Task requirements: List every line in the entries below that contains the string "table", copying each one in full. Case counts.

Input rows:
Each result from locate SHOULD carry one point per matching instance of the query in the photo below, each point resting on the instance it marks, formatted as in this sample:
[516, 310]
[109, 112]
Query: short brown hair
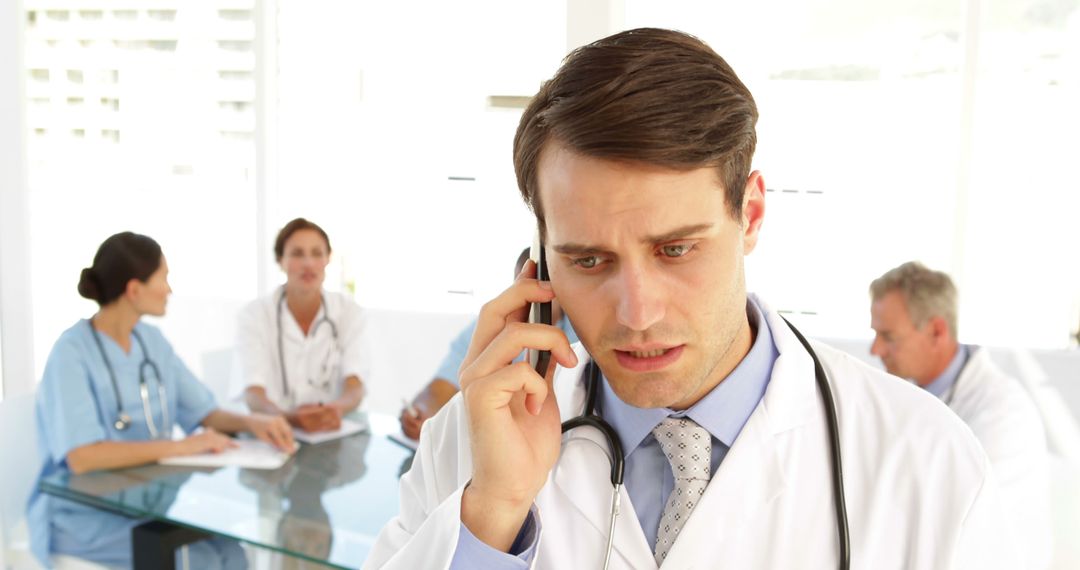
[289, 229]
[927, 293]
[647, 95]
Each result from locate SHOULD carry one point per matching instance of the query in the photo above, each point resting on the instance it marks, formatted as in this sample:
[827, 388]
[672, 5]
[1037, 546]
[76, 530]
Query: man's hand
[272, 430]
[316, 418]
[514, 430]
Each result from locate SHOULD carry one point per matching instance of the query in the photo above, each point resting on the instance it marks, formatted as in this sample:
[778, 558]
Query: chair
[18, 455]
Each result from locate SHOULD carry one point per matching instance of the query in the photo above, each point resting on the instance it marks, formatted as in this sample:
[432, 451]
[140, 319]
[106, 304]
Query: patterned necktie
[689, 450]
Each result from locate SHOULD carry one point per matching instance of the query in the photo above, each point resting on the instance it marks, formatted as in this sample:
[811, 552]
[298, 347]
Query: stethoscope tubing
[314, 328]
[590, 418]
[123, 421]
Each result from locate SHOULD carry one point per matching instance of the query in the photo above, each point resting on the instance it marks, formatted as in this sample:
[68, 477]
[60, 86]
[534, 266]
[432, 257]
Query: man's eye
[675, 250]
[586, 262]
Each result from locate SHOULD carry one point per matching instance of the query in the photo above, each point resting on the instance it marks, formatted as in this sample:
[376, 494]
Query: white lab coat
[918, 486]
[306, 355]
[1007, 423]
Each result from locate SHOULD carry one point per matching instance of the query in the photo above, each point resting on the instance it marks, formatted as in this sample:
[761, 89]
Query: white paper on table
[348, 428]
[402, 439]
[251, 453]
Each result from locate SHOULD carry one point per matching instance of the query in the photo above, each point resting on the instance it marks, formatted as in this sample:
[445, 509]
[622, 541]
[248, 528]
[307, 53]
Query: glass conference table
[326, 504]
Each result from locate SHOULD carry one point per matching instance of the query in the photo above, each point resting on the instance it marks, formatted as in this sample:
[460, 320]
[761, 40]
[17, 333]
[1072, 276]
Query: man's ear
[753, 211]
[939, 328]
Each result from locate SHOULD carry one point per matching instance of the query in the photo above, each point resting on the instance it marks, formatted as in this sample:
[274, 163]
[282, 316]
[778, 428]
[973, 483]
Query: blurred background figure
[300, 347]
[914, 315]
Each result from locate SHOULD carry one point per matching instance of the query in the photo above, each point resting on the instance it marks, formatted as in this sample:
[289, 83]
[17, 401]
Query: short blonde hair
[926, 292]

...

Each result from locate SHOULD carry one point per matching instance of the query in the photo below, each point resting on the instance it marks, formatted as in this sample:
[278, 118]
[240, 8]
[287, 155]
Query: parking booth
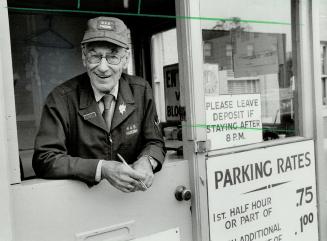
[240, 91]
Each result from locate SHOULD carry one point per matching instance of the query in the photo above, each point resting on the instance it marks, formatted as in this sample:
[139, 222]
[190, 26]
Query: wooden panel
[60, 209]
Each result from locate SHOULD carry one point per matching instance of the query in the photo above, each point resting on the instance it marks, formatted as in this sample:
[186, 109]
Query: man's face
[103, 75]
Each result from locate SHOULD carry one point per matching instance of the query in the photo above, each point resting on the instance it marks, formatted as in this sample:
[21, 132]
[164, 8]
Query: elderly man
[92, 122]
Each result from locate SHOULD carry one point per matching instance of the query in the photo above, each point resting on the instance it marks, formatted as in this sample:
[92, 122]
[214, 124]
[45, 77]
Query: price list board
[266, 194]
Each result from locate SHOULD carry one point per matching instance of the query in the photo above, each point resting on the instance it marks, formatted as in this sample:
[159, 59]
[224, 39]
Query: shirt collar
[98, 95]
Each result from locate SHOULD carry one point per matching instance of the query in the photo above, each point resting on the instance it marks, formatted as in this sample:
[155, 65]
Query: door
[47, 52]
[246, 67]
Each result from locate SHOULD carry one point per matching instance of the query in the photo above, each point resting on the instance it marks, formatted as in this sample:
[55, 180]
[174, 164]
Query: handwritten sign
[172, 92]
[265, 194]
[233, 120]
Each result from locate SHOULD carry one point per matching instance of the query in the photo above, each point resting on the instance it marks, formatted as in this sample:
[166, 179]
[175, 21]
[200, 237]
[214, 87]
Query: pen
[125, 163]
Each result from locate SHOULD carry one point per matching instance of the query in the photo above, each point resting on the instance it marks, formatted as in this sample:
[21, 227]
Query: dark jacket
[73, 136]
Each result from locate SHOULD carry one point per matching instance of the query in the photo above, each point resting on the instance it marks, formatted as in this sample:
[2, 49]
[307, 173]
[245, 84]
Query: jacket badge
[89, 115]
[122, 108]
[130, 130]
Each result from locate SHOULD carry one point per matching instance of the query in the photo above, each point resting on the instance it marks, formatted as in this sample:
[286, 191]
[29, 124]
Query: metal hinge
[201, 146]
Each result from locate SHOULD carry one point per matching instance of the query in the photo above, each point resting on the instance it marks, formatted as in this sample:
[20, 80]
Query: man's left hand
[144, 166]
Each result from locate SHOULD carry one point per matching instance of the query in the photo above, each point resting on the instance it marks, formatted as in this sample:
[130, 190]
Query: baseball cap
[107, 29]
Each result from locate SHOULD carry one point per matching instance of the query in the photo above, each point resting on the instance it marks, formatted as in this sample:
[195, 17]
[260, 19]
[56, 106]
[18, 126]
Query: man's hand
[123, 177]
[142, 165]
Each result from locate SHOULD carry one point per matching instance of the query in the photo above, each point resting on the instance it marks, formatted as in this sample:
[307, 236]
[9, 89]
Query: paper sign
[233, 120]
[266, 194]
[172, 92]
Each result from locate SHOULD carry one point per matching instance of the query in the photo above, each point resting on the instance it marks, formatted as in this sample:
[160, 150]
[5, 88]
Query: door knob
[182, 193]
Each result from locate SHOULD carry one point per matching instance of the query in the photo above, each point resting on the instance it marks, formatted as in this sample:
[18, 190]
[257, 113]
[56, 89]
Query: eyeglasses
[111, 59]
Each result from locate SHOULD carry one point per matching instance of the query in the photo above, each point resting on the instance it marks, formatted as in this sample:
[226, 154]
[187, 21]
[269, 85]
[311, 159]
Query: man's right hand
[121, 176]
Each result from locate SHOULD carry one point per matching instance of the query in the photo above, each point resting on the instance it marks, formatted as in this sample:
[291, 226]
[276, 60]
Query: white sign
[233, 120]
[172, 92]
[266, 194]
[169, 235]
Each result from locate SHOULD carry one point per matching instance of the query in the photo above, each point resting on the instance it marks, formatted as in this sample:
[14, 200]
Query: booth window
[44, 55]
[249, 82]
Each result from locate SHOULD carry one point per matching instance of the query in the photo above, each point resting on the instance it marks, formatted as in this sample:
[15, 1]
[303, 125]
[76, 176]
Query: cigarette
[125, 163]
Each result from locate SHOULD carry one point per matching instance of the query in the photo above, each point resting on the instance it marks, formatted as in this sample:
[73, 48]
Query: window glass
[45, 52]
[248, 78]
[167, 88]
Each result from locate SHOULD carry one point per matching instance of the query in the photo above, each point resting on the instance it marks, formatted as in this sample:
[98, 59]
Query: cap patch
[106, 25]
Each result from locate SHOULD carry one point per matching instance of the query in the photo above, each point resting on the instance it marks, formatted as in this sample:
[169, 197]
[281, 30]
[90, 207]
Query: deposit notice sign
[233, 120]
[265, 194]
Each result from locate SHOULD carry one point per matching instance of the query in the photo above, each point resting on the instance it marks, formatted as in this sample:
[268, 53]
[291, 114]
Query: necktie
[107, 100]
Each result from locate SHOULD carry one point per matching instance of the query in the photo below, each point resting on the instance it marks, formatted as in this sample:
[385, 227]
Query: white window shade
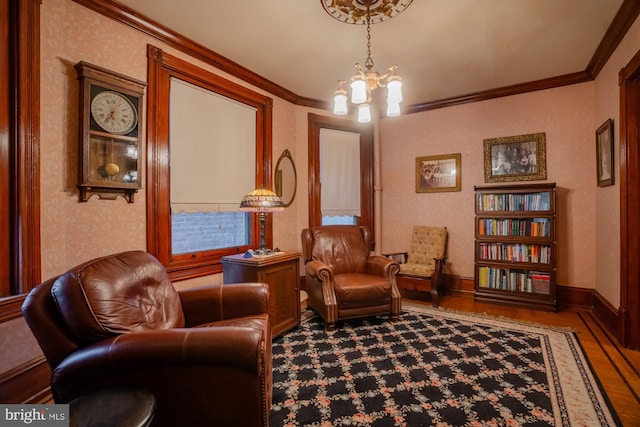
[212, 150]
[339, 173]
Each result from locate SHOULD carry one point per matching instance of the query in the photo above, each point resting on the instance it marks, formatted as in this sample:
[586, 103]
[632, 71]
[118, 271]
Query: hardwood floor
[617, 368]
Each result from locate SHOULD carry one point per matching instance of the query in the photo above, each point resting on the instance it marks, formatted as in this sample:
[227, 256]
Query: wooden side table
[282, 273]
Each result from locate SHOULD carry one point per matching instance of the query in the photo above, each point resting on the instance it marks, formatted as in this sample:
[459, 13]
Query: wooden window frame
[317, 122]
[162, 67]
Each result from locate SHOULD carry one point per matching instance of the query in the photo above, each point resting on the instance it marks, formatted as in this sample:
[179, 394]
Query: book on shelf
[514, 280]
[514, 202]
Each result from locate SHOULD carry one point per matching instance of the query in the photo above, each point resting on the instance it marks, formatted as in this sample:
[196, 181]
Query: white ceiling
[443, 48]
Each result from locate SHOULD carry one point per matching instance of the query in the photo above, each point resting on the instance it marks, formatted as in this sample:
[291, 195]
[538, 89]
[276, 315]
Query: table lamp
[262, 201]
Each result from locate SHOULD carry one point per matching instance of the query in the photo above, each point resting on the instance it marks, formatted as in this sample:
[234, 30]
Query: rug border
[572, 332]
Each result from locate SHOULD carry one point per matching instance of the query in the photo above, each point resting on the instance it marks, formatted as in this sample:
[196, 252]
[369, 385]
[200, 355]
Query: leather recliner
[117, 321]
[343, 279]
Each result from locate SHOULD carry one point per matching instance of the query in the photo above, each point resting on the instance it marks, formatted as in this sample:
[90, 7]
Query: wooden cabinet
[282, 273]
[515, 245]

Written solution:
Query: white paper on table
Query: glass conference table
Query: wooden side table
Query: table lamp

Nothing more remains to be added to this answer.